--- start of RECORDED INFORMATION ---

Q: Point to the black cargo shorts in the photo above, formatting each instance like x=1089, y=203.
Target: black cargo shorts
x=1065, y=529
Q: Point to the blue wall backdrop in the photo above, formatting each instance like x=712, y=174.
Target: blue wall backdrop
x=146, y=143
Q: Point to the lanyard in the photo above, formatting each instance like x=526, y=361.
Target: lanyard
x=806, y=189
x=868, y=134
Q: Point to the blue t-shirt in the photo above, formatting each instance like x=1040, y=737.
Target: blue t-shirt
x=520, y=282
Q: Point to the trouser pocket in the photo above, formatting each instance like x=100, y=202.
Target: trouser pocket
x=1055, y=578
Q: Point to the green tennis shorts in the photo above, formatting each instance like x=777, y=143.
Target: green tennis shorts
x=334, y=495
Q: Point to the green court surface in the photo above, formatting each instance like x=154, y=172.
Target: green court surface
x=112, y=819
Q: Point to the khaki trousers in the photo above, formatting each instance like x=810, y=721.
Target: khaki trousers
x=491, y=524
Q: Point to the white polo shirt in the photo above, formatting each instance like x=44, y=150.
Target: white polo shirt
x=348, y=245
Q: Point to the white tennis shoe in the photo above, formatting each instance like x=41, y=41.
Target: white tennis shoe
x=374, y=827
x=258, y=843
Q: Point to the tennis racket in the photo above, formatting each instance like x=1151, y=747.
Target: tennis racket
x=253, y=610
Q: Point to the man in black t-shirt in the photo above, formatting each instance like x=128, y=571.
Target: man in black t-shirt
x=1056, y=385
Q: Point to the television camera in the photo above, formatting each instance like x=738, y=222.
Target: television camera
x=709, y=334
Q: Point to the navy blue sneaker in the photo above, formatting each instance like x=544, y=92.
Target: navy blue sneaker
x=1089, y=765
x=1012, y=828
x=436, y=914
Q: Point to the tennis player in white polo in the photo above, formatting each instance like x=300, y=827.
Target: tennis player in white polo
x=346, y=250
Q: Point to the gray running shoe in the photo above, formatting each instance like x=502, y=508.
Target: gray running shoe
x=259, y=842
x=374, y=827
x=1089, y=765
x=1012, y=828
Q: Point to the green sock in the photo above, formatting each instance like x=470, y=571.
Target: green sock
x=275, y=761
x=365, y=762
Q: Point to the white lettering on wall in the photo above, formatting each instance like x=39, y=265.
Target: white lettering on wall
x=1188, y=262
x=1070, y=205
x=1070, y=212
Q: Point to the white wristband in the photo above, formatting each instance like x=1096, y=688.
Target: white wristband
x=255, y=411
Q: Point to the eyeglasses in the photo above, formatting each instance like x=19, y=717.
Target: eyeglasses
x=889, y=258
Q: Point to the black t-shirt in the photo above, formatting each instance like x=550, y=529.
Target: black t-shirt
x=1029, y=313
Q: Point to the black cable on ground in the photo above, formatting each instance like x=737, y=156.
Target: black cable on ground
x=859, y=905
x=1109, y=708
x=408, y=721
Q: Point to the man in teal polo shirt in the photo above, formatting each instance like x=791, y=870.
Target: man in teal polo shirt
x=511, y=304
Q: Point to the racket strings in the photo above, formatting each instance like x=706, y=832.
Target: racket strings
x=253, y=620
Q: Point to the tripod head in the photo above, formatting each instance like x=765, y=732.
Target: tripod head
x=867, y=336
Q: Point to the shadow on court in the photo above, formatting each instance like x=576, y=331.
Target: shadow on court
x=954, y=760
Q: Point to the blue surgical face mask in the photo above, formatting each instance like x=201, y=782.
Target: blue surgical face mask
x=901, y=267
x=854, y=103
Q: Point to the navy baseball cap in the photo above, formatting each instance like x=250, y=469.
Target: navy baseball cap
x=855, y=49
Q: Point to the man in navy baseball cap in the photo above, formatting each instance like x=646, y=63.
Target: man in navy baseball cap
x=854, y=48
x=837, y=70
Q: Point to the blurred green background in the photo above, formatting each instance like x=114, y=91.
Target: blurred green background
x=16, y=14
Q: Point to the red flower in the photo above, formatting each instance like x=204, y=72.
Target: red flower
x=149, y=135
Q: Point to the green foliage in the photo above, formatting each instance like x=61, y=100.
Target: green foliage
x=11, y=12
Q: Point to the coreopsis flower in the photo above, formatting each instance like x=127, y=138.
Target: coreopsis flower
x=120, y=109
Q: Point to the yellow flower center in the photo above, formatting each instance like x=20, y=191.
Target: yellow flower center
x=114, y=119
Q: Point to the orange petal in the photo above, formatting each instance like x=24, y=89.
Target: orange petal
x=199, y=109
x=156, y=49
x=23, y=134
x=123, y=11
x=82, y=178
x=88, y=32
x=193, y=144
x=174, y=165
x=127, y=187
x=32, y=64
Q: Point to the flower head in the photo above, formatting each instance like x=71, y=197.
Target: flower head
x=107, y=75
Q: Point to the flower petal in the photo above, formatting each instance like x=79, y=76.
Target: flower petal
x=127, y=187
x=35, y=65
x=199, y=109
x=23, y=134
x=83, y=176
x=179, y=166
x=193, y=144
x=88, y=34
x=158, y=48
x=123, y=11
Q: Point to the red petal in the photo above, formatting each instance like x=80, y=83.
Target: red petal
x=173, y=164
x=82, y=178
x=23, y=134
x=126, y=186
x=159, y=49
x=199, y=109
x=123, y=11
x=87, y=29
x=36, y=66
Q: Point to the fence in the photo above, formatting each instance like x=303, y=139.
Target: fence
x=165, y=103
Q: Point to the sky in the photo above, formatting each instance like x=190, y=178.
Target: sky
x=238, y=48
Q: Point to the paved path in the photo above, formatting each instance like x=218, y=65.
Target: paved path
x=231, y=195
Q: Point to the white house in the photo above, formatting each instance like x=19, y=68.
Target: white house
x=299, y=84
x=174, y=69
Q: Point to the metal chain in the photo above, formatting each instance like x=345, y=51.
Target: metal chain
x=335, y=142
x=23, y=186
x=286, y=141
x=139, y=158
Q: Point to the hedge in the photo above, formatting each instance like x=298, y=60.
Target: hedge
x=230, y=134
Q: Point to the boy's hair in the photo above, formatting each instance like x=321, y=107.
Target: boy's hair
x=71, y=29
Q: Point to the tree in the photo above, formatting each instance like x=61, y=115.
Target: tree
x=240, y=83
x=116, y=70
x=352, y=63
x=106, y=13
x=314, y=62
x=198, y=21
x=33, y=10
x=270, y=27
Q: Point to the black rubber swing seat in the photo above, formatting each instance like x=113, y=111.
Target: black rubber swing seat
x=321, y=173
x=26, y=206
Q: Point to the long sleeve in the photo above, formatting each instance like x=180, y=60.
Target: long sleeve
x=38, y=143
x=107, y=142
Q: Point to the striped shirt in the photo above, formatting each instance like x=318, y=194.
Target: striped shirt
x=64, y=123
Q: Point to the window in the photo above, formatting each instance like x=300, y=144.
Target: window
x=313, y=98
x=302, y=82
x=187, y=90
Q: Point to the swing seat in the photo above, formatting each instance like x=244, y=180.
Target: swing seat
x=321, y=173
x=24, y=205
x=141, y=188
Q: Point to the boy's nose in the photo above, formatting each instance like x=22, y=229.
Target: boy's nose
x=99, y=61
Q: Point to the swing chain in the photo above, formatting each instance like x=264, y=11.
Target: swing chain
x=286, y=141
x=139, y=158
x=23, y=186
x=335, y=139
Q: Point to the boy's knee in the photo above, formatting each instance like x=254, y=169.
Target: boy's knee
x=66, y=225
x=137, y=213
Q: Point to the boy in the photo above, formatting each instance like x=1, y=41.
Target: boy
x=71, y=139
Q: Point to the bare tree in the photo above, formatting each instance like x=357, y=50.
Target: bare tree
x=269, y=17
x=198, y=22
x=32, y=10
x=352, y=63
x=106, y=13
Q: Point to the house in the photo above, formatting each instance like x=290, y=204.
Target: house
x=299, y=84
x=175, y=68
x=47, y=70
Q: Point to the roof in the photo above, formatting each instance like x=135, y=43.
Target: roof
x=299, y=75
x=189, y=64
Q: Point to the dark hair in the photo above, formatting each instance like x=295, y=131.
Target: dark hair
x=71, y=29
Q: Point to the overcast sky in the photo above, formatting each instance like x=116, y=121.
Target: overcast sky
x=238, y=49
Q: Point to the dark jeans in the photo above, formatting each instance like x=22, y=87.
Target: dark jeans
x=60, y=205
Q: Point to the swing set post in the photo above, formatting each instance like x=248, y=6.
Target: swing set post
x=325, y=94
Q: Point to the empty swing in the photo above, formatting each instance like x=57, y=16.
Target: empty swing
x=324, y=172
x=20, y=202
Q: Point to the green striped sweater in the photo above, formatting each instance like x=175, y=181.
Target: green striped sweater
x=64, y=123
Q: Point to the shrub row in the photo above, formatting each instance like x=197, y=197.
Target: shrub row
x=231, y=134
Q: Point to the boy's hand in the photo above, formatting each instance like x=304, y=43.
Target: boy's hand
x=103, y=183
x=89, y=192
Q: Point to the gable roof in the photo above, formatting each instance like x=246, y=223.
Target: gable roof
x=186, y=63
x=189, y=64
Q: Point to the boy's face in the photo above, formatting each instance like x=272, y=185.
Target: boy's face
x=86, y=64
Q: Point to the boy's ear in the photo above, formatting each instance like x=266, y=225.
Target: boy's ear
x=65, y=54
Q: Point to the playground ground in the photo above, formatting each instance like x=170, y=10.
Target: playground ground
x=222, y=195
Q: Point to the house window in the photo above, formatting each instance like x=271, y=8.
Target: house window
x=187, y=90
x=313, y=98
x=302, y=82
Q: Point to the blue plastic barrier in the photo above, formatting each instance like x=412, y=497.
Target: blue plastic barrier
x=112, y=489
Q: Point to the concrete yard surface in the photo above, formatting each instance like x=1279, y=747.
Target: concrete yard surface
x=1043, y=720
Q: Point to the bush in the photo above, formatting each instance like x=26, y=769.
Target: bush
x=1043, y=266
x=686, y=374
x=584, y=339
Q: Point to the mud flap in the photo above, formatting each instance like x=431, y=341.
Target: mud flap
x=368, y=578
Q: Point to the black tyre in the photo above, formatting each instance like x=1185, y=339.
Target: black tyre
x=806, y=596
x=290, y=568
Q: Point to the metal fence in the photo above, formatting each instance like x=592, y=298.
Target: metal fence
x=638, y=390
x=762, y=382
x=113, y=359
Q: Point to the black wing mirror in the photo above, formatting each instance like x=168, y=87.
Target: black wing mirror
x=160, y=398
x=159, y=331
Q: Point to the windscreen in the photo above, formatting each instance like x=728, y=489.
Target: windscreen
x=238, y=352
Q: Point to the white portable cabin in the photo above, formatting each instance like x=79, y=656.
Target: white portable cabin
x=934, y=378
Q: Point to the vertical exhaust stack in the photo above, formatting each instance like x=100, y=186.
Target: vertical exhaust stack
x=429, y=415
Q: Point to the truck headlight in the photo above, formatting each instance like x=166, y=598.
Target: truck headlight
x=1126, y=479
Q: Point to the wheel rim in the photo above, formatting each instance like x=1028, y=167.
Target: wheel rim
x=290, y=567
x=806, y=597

--- end of RECORDED INFORMATION ---

> [THE REQUEST] Return the lines from the line containing "Q: Point to the black wing" to the end of the entries above, exactly as they appear and with no other output.

> [THE RESULT]
Q: Point to the black wing mirror in the photo above, formatting each instance like x=168, y=87.
Target: black wing mirror
x=160, y=398
x=159, y=331
Q: Point to the windscreen in the photo above, formatting each instance like x=728, y=489.
Target: windscreen
x=238, y=352
Q: Point to the white portable cabin in the photo above, formatting each instance like x=79, y=656.
Target: white portable cabin
x=934, y=378
Q: Point to the vertical exhaust stack in the photo above, formatting each instance like x=100, y=186.
Target: vertical exhaust stack
x=429, y=415
Q: Point to the truck headlight in the photo above, formatting each instance like x=166, y=598.
Target: truck headlight
x=1126, y=479
Q: Point to the wheel rim in the photo above, formatting each instance like x=1028, y=167.
Target: wheel rim
x=290, y=567
x=806, y=597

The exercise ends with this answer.